Add 43 to every coordinate in the answers of the data starting at the line that contains "Each instance of the coral" and ending at the line that contains "pixel 308 501". Write out all of those lines again, requests included, and leave the numbers in the requests unchanged.

(Stored entries)
** BEGIN **

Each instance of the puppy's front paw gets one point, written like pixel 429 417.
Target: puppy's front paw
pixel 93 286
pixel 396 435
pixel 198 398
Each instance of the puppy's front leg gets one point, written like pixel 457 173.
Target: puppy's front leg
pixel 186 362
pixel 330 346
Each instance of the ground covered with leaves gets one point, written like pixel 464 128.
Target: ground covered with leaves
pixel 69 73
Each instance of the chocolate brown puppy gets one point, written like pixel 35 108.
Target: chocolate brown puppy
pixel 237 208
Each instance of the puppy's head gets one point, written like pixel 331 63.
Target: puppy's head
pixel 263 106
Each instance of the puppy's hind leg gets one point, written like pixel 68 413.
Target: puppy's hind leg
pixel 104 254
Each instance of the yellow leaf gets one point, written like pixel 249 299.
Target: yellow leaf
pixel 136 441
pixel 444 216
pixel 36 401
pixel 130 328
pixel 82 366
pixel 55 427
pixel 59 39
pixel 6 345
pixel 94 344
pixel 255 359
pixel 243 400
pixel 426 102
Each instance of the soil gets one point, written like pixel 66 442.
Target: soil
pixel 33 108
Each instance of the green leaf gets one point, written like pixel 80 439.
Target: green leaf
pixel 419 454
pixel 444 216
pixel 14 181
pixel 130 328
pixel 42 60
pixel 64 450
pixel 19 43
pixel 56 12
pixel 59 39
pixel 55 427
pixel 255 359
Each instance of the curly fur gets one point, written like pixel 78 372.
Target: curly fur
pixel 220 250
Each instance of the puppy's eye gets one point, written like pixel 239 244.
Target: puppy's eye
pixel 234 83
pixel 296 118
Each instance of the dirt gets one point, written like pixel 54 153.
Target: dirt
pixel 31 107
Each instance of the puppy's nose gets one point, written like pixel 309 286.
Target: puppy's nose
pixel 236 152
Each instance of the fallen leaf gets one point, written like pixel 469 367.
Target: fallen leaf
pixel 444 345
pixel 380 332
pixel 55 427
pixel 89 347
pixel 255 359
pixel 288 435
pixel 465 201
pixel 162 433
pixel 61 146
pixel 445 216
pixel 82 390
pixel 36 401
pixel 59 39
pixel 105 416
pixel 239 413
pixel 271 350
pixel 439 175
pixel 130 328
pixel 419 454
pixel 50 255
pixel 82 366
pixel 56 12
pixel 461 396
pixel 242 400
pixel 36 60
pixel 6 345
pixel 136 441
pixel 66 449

** END **
** BEGIN **

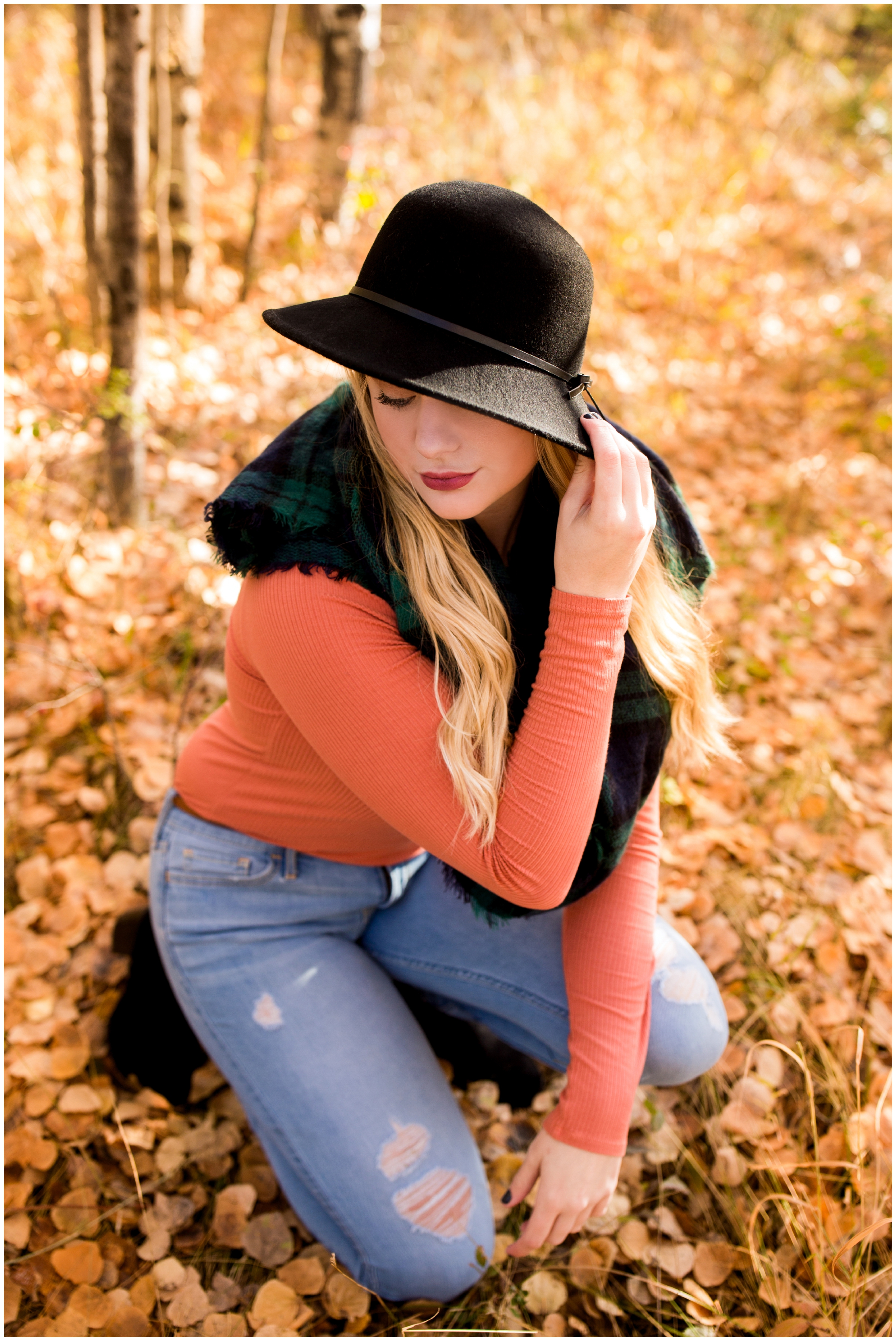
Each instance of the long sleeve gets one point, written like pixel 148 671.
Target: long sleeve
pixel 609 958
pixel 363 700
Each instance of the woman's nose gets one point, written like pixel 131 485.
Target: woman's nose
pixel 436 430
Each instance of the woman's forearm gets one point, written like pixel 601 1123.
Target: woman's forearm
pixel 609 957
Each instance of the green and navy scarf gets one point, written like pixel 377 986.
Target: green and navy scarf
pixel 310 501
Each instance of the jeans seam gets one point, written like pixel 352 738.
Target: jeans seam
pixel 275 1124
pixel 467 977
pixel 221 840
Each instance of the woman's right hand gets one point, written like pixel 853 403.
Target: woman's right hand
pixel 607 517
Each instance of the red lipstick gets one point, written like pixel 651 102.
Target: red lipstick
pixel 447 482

** END **
** BEGIN **

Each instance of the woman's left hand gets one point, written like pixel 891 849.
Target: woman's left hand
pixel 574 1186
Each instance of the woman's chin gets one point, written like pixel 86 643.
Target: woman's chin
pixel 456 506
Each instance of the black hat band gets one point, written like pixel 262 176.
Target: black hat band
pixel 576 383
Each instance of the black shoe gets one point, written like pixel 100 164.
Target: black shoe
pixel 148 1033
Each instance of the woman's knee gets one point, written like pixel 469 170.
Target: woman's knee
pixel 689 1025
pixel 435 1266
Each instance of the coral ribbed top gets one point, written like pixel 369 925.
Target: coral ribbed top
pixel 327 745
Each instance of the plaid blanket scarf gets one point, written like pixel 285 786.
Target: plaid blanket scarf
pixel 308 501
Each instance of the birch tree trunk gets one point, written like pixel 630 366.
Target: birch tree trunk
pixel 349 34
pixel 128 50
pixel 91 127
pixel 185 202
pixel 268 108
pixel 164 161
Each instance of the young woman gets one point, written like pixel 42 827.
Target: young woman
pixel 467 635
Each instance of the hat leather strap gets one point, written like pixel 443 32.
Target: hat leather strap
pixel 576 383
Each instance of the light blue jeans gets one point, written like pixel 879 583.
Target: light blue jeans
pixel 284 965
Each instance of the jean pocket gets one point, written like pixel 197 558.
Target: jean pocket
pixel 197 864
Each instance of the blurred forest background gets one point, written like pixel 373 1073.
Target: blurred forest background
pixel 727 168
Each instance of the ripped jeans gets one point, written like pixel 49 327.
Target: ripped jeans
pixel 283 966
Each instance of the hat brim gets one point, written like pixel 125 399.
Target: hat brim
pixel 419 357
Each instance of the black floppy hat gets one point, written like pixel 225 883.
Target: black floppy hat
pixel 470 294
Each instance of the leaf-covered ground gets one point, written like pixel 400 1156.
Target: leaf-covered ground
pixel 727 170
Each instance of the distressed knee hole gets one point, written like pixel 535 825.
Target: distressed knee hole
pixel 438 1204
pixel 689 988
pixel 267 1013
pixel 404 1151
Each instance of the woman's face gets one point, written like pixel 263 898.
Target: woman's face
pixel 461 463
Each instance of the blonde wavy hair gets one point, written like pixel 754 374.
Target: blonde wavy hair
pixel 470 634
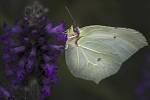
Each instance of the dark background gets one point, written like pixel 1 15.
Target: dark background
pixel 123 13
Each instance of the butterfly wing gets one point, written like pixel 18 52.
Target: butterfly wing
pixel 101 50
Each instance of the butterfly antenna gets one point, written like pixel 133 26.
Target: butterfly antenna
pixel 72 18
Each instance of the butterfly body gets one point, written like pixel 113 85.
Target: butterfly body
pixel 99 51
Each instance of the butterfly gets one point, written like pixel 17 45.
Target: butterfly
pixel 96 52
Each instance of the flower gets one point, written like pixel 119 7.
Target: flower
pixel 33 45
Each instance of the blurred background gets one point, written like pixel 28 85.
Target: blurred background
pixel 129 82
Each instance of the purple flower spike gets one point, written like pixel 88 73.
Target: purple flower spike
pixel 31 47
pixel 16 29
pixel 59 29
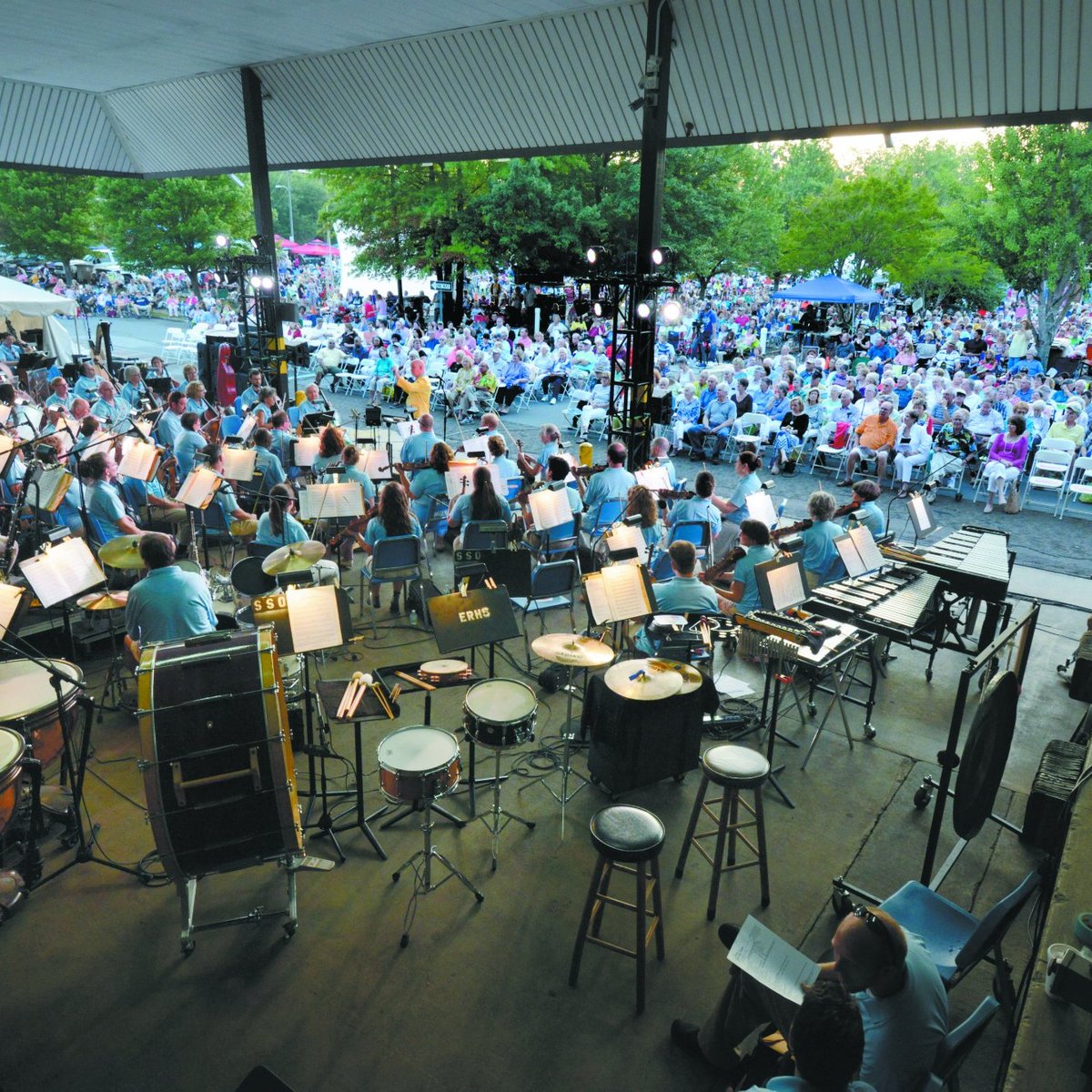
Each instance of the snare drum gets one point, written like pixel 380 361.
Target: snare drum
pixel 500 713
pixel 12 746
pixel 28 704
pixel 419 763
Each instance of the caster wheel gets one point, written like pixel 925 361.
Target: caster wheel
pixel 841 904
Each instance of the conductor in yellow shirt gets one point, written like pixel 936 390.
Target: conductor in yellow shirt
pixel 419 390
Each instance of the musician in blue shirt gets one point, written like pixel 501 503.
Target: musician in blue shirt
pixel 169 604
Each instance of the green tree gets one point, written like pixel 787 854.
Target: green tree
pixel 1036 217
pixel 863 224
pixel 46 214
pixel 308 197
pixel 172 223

** END **

● Response to the task:
Each instance of the coral ribbed top gets one point, written like pixel 369 925.
Target: coral ribbed top
pixel 370 788
Each instance of the plaid blanket scarf gets one point, written like pixel 285 786.
Target: plaid blanket scarf
pixel 351 544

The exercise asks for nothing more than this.